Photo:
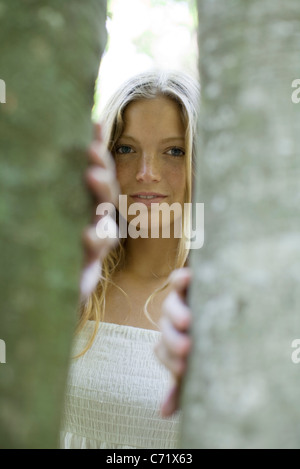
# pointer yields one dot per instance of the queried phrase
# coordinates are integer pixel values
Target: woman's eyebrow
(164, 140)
_ _ _ _ _
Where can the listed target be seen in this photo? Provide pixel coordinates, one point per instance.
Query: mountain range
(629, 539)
_ _ _ _ _
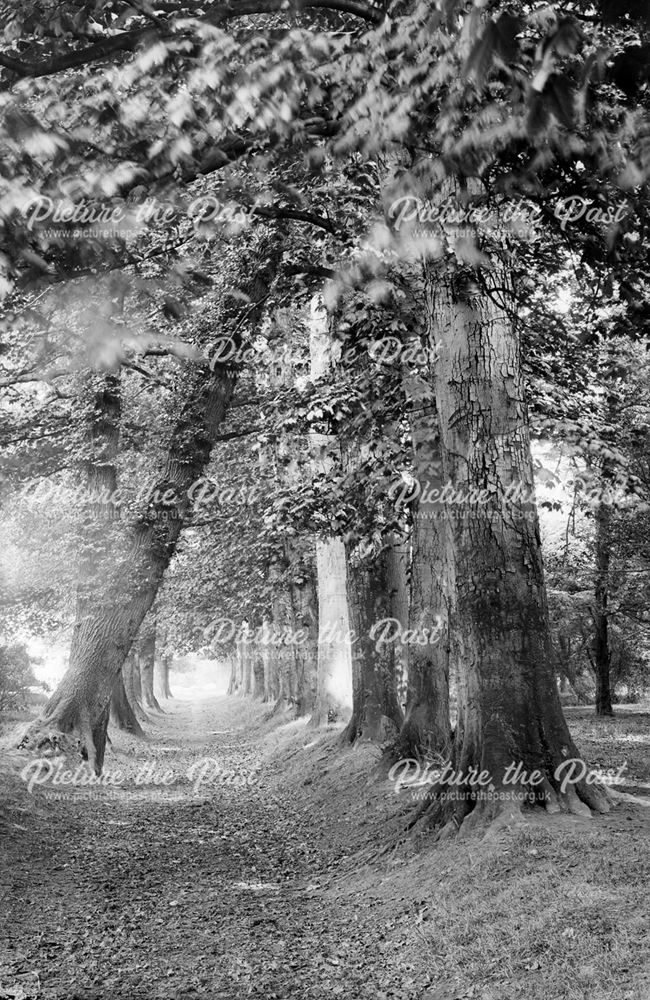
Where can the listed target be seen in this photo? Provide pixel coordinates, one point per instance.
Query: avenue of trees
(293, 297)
_ _ _ _ _
AIM OF THE EXERCISE: Extract each line above that contains the string "Query", copying every such line verbatim.

CORRECT OUTPUT:
Query: mountain range
Query: avenue of trees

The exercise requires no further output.